**課題一覧:**
1. 喘息と合併症に関する本文のうち、「Q. フィンランドの疫学研究とは何か?」から始まり「若年期発症型:0~11歳までに発症した。」で終わる部分を書き写してください。
2. 喘息と合併症に関する本文の内容を2文で要約してください。
3. 喘息と合併症に関する本文の続きを、最後の文の後から書き進めてください。

**提示本文:**
喘息と喘息以外の病気が合併することは、私たちが診ている患者さんの中にもたくさんいます。喘息の治療と同時に心血管病変が重症化することがないようにしなければなりません。両者には発症の基礎的な機序で共通点があることも近年になり判明してきました。

すなわち、喘息と心血管病変は、相互に関係しあっていることが臨床研究、基礎研究の成果から明らかになってきました。


 ここでは、フィンランドで行われた広範な患者アンケートを治療した疫学的な研究から、喘息が多種の合併症を起こしやすいという実態を紹介し[1]、次いで、合併症の中でも問題となってきた喘息と高血圧が重なり合う場合の問題点を論じた論文を紹介します[2]。




Q. 喘息の経過中の問題点は何か?


中高年の喘息では呼吸器疾患以外の非呼吸器疾患の合併の頻度が高く、しかも相互に悪化し合う理由が近年になり、臨床的、基礎的な研究から解明されてきた。




Q. フィンランドの疫学研究とは何か?


・2016年、フィンランド、スウェーデンの研究グループにより実施された。

・対象は、20~69歳までの健康人を含む計16,000人にアンケート調査を実施した。

・喘息の診断は医師が喘息と診断した場合とした。

・喘息の発症時期について次の3グループに分類した。

 若年期発症型:0~11歳までに発症した。

 中間期発症型:12~39歳までに発症した。

 後期発症型:40~69歳までに発症した。

**記録データ:**
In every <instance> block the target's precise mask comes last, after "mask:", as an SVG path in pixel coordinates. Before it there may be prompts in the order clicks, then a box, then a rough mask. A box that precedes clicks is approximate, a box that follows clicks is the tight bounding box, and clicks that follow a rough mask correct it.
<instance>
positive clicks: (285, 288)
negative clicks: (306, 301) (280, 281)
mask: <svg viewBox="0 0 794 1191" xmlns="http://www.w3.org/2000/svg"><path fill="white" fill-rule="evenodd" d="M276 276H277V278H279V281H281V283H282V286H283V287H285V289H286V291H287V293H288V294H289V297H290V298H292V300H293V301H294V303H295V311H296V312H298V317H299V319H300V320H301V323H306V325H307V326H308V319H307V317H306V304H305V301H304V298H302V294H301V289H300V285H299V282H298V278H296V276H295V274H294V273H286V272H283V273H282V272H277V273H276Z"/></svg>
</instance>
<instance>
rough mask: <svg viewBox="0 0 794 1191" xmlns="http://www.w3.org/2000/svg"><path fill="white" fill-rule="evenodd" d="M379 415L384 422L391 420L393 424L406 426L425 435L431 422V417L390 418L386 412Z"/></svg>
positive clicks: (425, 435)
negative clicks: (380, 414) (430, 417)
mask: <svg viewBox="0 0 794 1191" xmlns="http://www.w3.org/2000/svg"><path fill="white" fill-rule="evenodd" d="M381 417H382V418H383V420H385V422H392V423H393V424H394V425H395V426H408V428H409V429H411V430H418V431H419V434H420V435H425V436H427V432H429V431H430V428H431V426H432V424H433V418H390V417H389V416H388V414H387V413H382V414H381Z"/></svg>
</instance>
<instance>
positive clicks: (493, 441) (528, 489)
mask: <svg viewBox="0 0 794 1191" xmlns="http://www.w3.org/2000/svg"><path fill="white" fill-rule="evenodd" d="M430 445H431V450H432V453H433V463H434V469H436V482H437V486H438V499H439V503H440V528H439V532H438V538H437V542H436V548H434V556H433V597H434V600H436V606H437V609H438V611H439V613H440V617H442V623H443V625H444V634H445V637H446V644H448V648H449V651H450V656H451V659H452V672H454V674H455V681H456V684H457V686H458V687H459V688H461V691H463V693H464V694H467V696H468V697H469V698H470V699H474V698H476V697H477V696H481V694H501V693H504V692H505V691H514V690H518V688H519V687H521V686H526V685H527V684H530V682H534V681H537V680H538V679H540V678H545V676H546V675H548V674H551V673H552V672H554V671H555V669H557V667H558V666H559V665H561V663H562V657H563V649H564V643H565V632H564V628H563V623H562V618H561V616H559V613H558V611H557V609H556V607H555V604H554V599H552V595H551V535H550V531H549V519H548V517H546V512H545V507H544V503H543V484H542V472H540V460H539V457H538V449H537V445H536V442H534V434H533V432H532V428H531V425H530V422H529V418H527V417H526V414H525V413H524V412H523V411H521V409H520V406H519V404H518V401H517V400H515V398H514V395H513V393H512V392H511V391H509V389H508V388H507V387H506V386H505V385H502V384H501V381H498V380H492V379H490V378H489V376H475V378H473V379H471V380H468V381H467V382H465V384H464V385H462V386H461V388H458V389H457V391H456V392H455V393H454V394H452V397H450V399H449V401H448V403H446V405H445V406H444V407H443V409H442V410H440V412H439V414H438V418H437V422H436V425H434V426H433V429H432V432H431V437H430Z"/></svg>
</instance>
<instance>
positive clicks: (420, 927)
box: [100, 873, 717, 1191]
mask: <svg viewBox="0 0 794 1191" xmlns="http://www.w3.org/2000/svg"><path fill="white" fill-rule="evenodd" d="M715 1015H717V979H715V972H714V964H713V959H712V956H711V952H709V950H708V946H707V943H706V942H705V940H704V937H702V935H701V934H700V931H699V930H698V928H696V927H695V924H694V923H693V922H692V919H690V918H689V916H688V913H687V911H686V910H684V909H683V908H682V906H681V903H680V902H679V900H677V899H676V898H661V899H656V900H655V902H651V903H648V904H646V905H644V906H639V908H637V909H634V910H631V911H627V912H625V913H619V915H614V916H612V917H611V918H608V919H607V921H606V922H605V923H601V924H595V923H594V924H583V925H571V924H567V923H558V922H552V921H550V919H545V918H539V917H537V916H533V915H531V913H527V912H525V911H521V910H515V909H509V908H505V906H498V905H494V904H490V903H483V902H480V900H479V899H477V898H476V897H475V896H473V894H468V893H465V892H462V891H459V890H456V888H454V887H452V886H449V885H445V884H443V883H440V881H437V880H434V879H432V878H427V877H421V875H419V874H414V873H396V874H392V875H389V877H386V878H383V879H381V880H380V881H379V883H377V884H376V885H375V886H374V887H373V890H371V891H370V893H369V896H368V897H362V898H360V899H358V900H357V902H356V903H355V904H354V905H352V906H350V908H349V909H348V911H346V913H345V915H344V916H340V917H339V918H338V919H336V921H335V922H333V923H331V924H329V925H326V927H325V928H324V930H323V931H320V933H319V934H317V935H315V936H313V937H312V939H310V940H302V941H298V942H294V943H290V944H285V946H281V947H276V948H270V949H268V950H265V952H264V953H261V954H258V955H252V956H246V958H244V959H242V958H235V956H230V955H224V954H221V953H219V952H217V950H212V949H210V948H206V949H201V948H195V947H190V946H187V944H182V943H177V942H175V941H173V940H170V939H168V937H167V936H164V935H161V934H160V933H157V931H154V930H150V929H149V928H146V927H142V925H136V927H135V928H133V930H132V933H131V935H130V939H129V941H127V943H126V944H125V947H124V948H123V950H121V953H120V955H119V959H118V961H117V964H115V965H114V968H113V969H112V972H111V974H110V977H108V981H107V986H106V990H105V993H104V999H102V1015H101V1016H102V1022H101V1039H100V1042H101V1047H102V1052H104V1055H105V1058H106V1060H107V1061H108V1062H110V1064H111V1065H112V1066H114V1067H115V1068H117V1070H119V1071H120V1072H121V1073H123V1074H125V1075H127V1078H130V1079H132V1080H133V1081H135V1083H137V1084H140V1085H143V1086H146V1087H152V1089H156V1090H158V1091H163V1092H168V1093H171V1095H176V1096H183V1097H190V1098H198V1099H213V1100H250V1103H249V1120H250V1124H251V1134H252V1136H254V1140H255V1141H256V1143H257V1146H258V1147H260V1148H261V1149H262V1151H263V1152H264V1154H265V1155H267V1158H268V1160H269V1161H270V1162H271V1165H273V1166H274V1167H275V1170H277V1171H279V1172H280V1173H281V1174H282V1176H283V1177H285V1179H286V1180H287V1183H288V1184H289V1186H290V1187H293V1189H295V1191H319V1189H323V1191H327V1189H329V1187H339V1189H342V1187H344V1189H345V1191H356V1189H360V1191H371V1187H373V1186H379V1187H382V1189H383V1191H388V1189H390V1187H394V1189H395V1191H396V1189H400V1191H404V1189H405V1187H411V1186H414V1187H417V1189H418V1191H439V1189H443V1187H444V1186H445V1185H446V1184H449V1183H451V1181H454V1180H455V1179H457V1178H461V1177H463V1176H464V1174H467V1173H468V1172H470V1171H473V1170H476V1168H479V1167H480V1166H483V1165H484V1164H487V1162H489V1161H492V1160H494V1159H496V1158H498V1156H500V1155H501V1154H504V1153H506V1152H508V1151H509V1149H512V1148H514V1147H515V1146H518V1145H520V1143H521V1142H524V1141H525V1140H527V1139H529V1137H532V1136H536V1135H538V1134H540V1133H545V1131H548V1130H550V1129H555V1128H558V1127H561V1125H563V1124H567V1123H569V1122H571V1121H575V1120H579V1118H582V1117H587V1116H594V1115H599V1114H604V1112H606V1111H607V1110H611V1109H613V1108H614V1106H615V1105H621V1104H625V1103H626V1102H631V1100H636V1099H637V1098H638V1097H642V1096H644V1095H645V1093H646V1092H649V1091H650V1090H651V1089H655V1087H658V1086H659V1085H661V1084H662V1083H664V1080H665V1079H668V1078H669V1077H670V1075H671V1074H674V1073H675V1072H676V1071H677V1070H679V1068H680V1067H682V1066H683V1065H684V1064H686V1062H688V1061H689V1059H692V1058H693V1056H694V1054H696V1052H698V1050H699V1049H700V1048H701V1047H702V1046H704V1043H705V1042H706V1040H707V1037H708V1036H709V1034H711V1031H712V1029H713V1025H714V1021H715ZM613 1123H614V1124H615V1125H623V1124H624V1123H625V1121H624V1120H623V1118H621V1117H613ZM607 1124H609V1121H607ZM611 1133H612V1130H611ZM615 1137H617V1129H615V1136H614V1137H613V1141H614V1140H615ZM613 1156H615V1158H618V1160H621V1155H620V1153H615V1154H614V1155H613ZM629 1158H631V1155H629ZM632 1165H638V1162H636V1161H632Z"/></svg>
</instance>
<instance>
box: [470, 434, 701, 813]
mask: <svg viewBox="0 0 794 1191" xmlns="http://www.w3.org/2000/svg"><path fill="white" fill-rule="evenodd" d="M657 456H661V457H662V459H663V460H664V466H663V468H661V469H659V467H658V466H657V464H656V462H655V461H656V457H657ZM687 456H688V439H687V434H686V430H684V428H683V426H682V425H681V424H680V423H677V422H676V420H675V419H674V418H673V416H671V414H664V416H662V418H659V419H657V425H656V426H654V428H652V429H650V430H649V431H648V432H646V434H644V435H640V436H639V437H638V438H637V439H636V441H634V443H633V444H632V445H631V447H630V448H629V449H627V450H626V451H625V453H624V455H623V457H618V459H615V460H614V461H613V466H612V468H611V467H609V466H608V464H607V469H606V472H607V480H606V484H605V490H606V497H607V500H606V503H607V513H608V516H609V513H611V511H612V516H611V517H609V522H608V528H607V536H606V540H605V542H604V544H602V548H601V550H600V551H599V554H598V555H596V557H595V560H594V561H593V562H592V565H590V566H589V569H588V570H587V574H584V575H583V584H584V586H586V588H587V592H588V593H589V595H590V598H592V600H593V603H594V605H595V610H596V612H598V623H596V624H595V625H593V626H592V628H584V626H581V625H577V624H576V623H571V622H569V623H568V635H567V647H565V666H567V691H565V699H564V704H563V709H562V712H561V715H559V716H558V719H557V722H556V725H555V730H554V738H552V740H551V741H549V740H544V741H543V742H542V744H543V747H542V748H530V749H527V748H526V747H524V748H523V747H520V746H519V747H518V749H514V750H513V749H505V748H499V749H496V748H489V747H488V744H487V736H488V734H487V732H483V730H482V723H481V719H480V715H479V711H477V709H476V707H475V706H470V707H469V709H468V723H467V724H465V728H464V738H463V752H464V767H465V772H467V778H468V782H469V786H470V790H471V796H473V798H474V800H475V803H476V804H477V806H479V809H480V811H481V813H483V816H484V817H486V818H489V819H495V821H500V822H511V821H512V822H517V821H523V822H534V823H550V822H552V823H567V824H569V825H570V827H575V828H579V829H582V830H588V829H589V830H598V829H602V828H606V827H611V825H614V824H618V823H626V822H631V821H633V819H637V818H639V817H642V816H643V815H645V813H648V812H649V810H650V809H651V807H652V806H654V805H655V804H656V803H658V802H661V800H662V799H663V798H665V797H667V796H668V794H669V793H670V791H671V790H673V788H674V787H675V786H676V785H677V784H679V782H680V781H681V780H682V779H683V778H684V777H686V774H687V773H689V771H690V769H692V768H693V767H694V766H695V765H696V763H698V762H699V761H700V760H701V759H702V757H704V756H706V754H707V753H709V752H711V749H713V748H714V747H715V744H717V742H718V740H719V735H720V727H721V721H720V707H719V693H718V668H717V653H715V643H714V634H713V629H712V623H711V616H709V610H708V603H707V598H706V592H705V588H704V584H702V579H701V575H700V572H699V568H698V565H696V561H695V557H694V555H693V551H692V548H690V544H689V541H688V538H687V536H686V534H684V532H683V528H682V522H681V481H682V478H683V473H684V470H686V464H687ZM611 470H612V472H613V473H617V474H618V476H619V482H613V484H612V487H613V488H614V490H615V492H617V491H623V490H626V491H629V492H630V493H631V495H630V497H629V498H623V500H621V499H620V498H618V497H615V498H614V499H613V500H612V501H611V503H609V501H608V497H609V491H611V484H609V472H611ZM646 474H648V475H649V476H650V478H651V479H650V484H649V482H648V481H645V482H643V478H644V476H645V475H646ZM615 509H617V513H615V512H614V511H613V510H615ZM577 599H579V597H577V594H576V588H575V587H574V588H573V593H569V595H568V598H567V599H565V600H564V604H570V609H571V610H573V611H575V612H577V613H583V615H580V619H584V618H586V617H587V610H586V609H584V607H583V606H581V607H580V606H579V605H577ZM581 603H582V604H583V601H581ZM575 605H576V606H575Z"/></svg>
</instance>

**解答:**
1.
Q. フィンランドの疫学研究とは何か?


・2016年、フィンランド、スウェーデンの研究グループにより実施された。

・対象は、20~69歳までの健康人を含む計16,000人にアンケート調査を実施した。

・喘息の診断は医師が喘息と診断した場合とした。

・喘息の発症時期について次の3グループに分類した。

 若年期発症型:0~11歳までに発症した。

2. 喘息には心血管病変などの病気が合併しやすく、中高年の喘息では非呼吸器疾患の合併頻度が高いうえ、両者が相互に悪化し合う理由や発症の機序の共通点が近年の臨床研究と基礎研究から明らかになってきた。その例としてフィンランドの疫学研究と、喘息と高血圧が重なる場合の問題点を論じた論文が紹介され、前者は2016年に20~69歳の健康人を含む計16,000人にアンケート調査を行い、喘息を発症時期によって若年期・中間期・後期の3群に分類している。

3.
・結果:回収率は51.5% (8,199人)。うち、喘息は842人(10.3%)。年齢、性別を補正して比較した。

 若年発症型では逆流性食道炎の合併が多かった。喘息なしと比較してオッズ比=1.93, P=0.011。

 中間期型、後期発症型では骨粗しょう症の合併が多い(喘息がない場合を1とするとオッズ比は前者が3.45, 後者は2.91、p<0.001)。

 さらに中間期型および後期発症型で多い合併症は、逆流性食道炎、鬱傾向、睡眠時無呼吸症候群、苦しい状態(painful condition),肥満が喘息なしの同年齢者と比較して多い。


・不安、パニック症は中間期発症群で多い。

後期発症群では、高血圧、重症の心血管病変、不整脈、糖尿病の併存が多い。

・年齢補正を行うと、呼吸器以外の疾病を有する割合は、中間期発症群、後期発症群を喘息なし群と比較すると、それぞれ、12.1%, 36.2%, 10.4% (p<0.001)であった




Q. 高血圧と喘息の関係について?


・高血圧と喘息は共存しやすい。その理由は、遺伝素因、ストレス、加齢など共通する疾病素因、食事、ライフスタイル、共通する全身性炎症性病変という共通点がある。


・重症喘息では肺機能検査の1秒量(FEV1)の低下が起こるが高血圧では一般的にFEV1が低値であるというデータがある。




Q. 喘息にみられる気道炎症とは?


・炎症性病変のマーカーである高感度CRPはIL-6に関係する。IL-6は喘息発症と関わっている。


・喘息の一部は、アレルギー性炎症という点からT-細胞、自然リンパ球、サイトカインの違いからTh2-highとTh2-low に分類されている➡Th2の変化が関わる喘息は全体の半数に達する。




Q. Th2-low型の喘息の特徴は?


 以下は主に文献[2]による情報である。

・Th2-low型の炎症に分類される喘息は高齢者喘息、中高年発症喘息に多く、共通点は、BMI上昇の肥満に関係することが多い。アトピー性皮膚炎に関係せず。27%に高血圧がある。これに対するTh2-highでは高血圧合併頻度は9%である。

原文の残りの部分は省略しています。